> Instructions to follow: A single number is the required answer: the count of lines in the listing below that hold the string "sofa".

> The records:
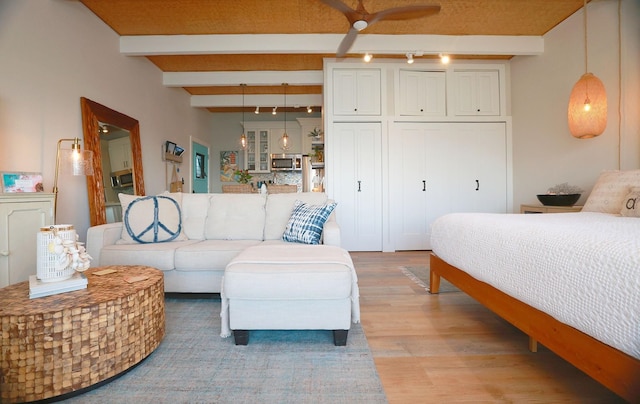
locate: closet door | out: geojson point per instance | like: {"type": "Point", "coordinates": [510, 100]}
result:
{"type": "Point", "coordinates": [420, 194]}
{"type": "Point", "coordinates": [357, 176]}
{"type": "Point", "coordinates": [440, 168]}
{"type": "Point", "coordinates": [479, 169]}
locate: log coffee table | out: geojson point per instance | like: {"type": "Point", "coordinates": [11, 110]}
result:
{"type": "Point", "coordinates": [63, 343]}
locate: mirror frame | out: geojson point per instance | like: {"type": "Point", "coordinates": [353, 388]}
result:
{"type": "Point", "coordinates": [92, 113]}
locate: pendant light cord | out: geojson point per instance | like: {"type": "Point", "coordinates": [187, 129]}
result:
{"type": "Point", "coordinates": [586, 58]}
{"type": "Point", "coordinates": [619, 84]}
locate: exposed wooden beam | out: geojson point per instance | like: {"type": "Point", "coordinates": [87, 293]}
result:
{"type": "Point", "coordinates": [149, 45]}
{"type": "Point", "coordinates": [253, 78]}
{"type": "Point", "coordinates": [260, 100]}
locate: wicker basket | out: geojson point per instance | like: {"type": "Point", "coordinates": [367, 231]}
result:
{"type": "Point", "coordinates": [282, 189]}
{"type": "Point", "coordinates": [46, 261]}
{"type": "Point", "coordinates": [237, 189]}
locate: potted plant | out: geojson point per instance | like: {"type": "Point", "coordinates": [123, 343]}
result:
{"type": "Point", "coordinates": [243, 176]}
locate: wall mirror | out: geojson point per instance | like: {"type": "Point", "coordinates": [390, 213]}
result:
{"type": "Point", "coordinates": [97, 122]}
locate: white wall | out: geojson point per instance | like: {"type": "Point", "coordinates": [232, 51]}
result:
{"type": "Point", "coordinates": [54, 52]}
{"type": "Point", "coordinates": [544, 152]}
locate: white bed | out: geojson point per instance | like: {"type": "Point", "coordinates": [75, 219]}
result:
{"type": "Point", "coordinates": [568, 280]}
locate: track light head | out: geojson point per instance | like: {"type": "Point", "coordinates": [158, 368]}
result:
{"type": "Point", "coordinates": [410, 58]}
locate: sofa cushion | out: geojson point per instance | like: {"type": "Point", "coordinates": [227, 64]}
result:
{"type": "Point", "coordinates": [209, 254]}
{"type": "Point", "coordinates": [194, 214]}
{"type": "Point", "coordinates": [156, 255]}
{"type": "Point", "coordinates": [151, 219]}
{"type": "Point", "coordinates": [306, 222]}
{"type": "Point", "coordinates": [235, 217]}
{"type": "Point", "coordinates": [279, 208]}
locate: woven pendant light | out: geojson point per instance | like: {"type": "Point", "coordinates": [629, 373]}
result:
{"type": "Point", "coordinates": [587, 112]}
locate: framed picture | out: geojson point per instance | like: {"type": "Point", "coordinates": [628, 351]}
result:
{"type": "Point", "coordinates": [170, 147]}
{"type": "Point", "coordinates": [21, 182]}
{"type": "Point", "coordinates": [228, 165]}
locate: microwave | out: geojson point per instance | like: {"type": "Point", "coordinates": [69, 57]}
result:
{"type": "Point", "coordinates": [286, 162]}
{"type": "Point", "coordinates": [122, 179]}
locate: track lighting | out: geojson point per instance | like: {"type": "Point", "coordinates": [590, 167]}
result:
{"type": "Point", "coordinates": [410, 58]}
{"type": "Point", "coordinates": [243, 137]}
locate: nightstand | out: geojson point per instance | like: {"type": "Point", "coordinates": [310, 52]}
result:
{"type": "Point", "coordinates": [549, 209]}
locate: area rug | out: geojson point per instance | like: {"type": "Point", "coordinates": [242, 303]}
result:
{"type": "Point", "coordinates": [193, 364]}
{"type": "Point", "coordinates": [420, 275]}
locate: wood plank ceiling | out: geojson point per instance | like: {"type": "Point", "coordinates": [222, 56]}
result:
{"type": "Point", "coordinates": [210, 47]}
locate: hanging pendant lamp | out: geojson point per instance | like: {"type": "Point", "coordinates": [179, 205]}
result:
{"type": "Point", "coordinates": [284, 140]}
{"type": "Point", "coordinates": [587, 111]}
{"type": "Point", "coordinates": [243, 137]}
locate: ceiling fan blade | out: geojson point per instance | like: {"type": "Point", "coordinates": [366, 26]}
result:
{"type": "Point", "coordinates": [338, 5]}
{"type": "Point", "coordinates": [403, 13]}
{"type": "Point", "coordinates": [347, 42]}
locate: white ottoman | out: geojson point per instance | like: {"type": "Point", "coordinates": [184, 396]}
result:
{"type": "Point", "coordinates": [290, 287]}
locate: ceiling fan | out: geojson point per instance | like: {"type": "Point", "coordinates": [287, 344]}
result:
{"type": "Point", "coordinates": [360, 18]}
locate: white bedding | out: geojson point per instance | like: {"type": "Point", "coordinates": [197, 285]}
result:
{"type": "Point", "coordinates": [581, 268]}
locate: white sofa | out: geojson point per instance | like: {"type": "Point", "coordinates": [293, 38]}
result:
{"type": "Point", "coordinates": [211, 230]}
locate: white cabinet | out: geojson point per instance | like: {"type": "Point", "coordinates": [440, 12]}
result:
{"type": "Point", "coordinates": [256, 155]}
{"type": "Point", "coordinates": [439, 168]}
{"type": "Point", "coordinates": [422, 93]}
{"type": "Point", "coordinates": [21, 217]}
{"type": "Point", "coordinates": [294, 143]}
{"type": "Point", "coordinates": [356, 183]}
{"type": "Point", "coordinates": [477, 92]}
{"type": "Point", "coordinates": [356, 92]}
{"type": "Point", "coordinates": [120, 154]}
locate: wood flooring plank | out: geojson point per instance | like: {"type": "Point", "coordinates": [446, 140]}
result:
{"type": "Point", "coordinates": [449, 348]}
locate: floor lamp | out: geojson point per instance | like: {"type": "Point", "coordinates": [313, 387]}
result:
{"type": "Point", "coordinates": [74, 161]}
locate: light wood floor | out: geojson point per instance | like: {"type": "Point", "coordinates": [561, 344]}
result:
{"type": "Point", "coordinates": [448, 348]}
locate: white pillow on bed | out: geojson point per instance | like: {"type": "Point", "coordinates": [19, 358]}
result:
{"type": "Point", "coordinates": [610, 190]}
{"type": "Point", "coordinates": [631, 204]}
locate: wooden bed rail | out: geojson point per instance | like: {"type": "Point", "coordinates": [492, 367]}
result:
{"type": "Point", "coordinates": [612, 368]}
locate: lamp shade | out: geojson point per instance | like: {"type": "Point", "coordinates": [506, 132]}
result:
{"type": "Point", "coordinates": [587, 112]}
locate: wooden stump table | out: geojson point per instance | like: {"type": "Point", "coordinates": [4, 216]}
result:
{"type": "Point", "coordinates": [63, 343]}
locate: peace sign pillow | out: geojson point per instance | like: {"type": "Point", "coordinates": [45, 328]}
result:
{"type": "Point", "coordinates": [151, 219]}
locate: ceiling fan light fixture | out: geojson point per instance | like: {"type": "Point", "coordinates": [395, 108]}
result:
{"type": "Point", "coordinates": [360, 25]}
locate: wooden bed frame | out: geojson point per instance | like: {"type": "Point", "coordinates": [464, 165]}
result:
{"type": "Point", "coordinates": [614, 369]}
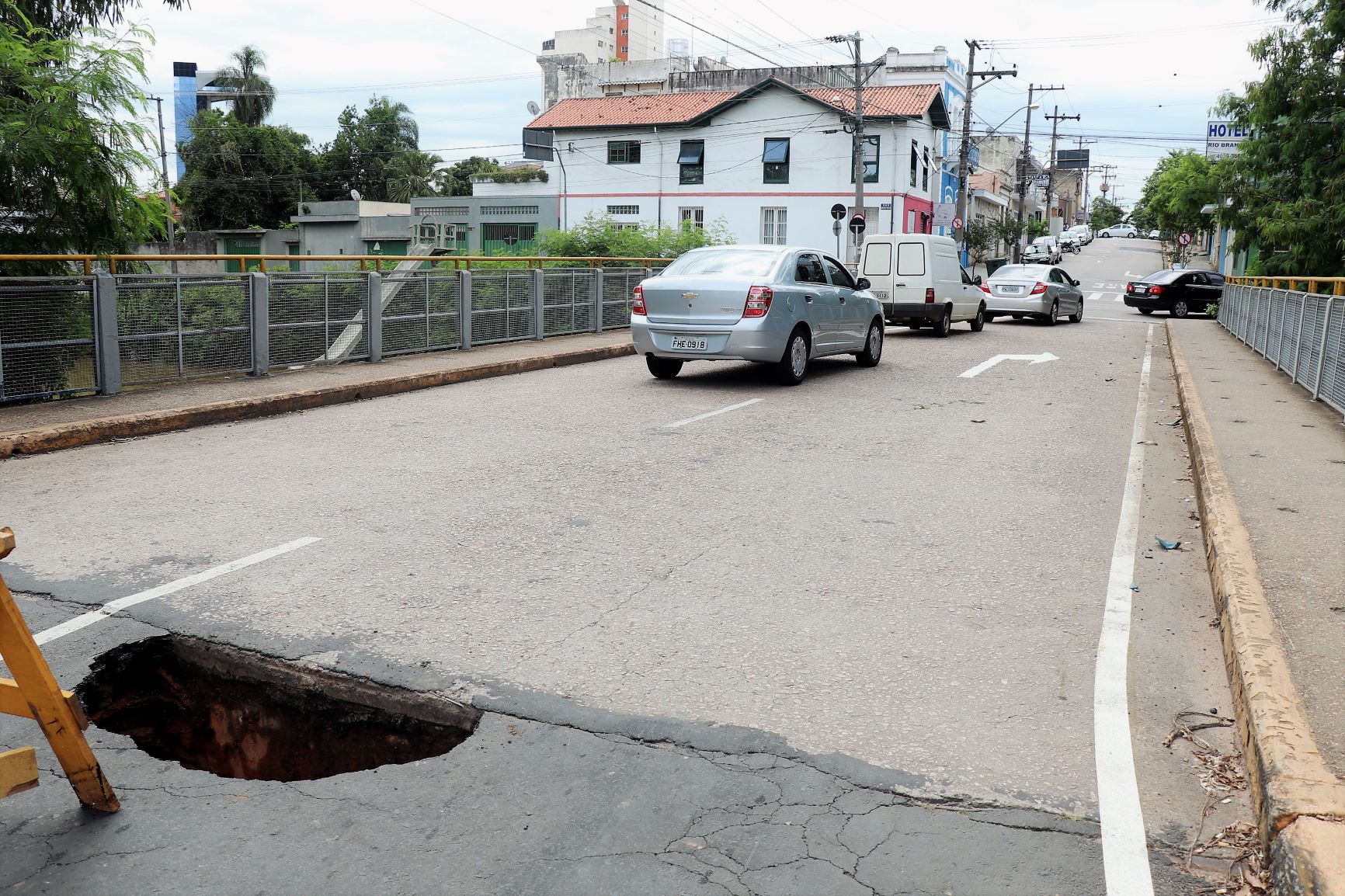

> Response area: 2